* Extrait de page
======
La vocation des archives privées est-elle de le rester ?

Voilà un bien étrange phénomène : de temps en temps, on voit apparaître sur la place publique des fonds d’archives que les chercheurs cherchaient en vain depuis des lustres. Soit ils en savaient l’existence par la rumeur des colloques mais ignoraient tout de leur contenu exact faute d’y avoir jamais eu accès. Soit leur existence même leur était inconnue. Et bizarrement, lorsque ces papiers sont enfin dévoilés le plus souvent à la surprise générale, nul ne s’interroge vraiment sur leur origine jusqu’à enquêter sur leur provenance, alors que l’établissement de la source devrait être en principe posé comme un postulat avant tout examen et comme un préalable avant son exploitation. Deux cas très récents concernant l’histoire littéraire du XXème siècle devraient défrayer la chronique.
======
* Consigne
Transcrivez à l'identique le passage de l'extrait sur les archives privées qui commence aux mots « La vocation des » et s'arrête après « défrayer la chronique. ». Ces fiches ne servent à rien ici.

* Fiches fournies
======
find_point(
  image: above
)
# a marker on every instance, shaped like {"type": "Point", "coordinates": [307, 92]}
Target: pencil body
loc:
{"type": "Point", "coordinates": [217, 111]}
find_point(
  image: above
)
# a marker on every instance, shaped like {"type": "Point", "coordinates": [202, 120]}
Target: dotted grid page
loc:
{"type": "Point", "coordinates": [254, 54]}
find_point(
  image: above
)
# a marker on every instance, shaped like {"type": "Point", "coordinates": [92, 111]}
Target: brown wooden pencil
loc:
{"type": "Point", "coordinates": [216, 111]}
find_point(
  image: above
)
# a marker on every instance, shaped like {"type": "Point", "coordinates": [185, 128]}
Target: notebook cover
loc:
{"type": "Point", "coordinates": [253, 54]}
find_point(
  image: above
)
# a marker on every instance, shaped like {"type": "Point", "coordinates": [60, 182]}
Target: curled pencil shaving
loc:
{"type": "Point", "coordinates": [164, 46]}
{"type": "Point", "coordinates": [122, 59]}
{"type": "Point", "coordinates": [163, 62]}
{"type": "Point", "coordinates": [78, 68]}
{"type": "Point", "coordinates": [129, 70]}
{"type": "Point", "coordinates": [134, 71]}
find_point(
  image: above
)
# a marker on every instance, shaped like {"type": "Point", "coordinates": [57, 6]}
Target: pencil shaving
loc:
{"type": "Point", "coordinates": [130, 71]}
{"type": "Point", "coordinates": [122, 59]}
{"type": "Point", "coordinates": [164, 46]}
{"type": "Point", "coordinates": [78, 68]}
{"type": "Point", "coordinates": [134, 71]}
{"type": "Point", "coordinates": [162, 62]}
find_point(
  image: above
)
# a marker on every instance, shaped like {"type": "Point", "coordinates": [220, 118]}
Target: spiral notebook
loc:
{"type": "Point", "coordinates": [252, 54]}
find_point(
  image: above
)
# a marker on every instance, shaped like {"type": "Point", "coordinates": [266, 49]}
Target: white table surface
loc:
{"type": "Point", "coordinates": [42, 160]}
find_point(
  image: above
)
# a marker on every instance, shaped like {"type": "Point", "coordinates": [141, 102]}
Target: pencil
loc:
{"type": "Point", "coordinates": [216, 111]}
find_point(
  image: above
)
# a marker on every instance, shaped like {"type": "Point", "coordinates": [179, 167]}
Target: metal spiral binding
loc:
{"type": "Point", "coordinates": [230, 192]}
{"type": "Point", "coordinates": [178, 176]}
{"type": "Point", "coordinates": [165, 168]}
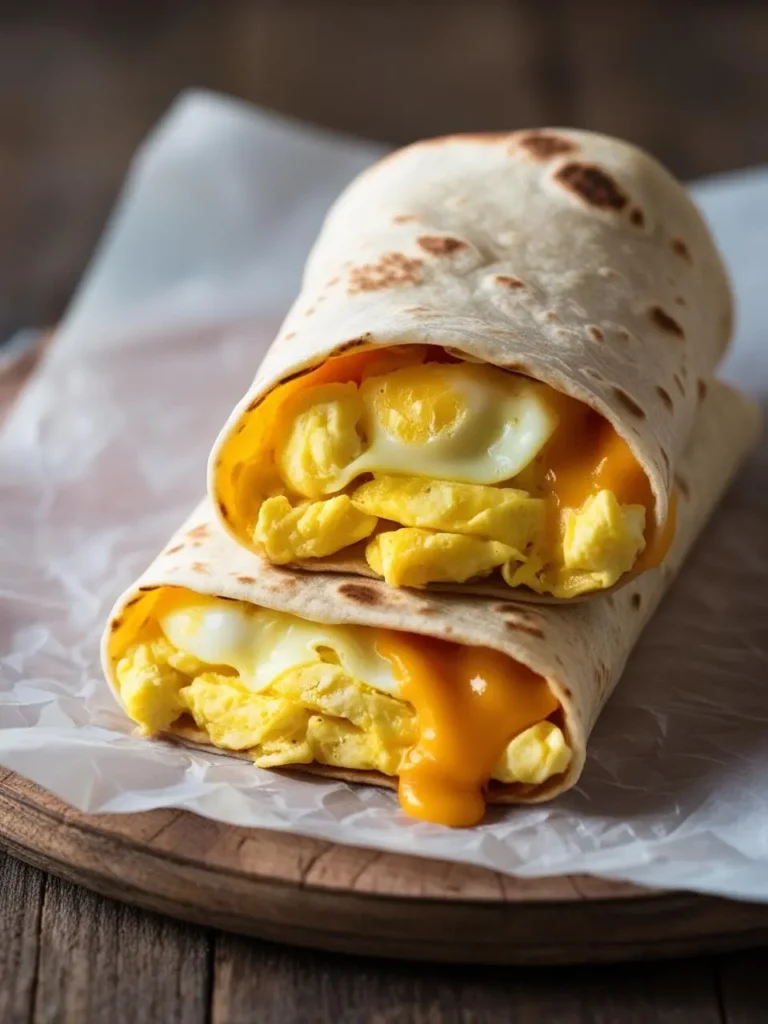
======
* Réponse
La vocation des archives privées est-elle de le rester ?

Voilà un bien étrange phénomène : de temps en temps, on voit apparaître sur la place publique des fonds d’archives que les chercheurs cherchaient en vain depuis des lustres. Soit ils en savaient l’existence par la rumeur des colloques mais ignoraient tout de leur contenu exact faute d’y avoir jamais eu accès. Soit leur existence même leur était inconnue. Et bizarrement, lorsque ces papiers sont enfin dévoilés le plus souvent à la surprise générale, nul ne s’interroge vraiment sur leur origine jusqu’à enquêter sur leur provenance, alors que l’établissement de la source devrait être en principe posé comme un postulat avant tout examen et comme un préalable avant son exploitation. Deux cas très récents concernant l’histoire littéraire du XXème siècle devraient défrayer la chronique.